--- Begin ---

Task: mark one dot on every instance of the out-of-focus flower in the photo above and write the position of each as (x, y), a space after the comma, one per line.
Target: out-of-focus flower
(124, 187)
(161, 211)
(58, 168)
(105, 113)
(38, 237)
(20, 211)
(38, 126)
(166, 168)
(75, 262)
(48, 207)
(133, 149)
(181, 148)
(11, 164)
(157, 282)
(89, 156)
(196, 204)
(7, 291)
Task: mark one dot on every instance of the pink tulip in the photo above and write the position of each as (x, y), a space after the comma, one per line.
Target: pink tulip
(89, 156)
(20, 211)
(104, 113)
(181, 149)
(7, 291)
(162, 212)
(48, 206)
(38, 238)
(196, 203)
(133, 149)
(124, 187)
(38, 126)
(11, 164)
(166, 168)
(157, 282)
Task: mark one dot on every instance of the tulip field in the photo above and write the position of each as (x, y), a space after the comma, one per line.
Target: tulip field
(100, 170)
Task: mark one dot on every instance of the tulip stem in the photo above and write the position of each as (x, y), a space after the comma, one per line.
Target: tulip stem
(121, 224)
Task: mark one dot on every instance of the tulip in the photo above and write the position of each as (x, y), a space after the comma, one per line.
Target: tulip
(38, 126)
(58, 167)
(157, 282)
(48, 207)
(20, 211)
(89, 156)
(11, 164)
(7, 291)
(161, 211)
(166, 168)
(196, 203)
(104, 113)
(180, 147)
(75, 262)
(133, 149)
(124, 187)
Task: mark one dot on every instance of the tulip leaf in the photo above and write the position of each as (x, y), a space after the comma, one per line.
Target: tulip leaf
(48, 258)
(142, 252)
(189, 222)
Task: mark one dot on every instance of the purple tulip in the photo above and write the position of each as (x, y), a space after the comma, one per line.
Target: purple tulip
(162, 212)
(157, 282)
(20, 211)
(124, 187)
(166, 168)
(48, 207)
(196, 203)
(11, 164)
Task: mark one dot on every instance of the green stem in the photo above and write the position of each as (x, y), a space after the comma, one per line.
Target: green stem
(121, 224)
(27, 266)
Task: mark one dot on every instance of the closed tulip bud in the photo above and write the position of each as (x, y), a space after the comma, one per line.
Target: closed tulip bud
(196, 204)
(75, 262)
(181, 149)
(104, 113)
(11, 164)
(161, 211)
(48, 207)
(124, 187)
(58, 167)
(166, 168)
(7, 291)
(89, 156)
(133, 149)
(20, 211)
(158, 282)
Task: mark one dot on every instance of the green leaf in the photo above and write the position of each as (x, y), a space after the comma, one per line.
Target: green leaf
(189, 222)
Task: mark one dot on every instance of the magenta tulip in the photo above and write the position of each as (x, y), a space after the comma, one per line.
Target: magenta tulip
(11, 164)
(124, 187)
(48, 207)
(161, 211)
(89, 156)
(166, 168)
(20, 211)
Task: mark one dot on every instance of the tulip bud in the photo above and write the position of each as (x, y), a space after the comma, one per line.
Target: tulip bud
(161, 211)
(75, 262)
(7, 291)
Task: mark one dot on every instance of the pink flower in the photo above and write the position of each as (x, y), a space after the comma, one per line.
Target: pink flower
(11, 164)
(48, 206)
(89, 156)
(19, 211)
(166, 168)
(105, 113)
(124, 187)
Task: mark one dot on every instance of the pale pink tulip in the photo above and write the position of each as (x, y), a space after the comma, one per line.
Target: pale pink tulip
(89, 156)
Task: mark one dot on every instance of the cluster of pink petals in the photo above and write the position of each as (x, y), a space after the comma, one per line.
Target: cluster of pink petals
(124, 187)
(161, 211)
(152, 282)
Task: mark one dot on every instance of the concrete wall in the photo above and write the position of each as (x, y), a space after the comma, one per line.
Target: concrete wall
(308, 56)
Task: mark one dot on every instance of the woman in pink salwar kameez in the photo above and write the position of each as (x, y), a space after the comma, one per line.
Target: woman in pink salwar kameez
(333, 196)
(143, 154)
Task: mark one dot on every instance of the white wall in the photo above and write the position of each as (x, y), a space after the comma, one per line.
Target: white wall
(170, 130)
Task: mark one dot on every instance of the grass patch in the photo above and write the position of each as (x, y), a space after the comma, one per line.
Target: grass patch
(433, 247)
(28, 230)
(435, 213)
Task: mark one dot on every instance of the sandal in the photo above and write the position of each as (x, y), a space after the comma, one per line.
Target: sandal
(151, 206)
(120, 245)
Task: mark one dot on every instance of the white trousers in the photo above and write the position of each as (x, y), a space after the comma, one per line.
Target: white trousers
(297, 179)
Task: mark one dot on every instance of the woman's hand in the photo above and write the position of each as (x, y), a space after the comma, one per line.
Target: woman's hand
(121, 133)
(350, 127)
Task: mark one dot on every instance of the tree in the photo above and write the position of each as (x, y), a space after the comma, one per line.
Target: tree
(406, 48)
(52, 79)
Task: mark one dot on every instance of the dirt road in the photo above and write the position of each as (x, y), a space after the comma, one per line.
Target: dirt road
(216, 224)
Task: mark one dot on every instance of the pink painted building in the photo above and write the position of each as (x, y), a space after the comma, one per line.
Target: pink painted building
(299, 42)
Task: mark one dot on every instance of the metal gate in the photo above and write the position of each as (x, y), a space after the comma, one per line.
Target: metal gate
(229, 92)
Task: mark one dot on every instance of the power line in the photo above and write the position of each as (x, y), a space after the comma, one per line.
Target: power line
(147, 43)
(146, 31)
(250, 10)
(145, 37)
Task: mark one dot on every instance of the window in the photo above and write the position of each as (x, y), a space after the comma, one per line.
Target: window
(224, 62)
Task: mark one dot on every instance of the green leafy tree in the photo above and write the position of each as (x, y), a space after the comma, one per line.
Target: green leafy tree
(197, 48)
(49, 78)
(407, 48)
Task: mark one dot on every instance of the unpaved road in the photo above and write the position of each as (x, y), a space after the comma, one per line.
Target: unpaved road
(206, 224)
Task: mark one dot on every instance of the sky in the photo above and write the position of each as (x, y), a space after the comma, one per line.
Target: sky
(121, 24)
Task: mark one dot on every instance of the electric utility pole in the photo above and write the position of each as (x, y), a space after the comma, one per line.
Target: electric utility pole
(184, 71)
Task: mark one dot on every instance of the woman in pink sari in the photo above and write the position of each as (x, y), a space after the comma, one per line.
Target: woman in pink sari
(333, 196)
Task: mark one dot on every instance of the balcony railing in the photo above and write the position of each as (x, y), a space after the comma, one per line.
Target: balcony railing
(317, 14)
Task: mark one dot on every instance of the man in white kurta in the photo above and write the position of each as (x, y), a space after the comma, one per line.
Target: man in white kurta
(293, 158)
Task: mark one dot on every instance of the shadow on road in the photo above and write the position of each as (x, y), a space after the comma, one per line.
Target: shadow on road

--- End ---
--- Begin ---

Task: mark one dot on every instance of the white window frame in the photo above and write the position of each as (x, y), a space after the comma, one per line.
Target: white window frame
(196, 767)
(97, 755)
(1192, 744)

--- End ---

- WHAT YOU ARE ASKED TO DO -
From the records above, copy out in full every line that contains the word "balcony".

- IN RESPONSE -
Task: mark one dot on every instance of the balcony railing in the photo above and write the position of each as (x, y), a space after the comma, one per line.
Target: balcony railing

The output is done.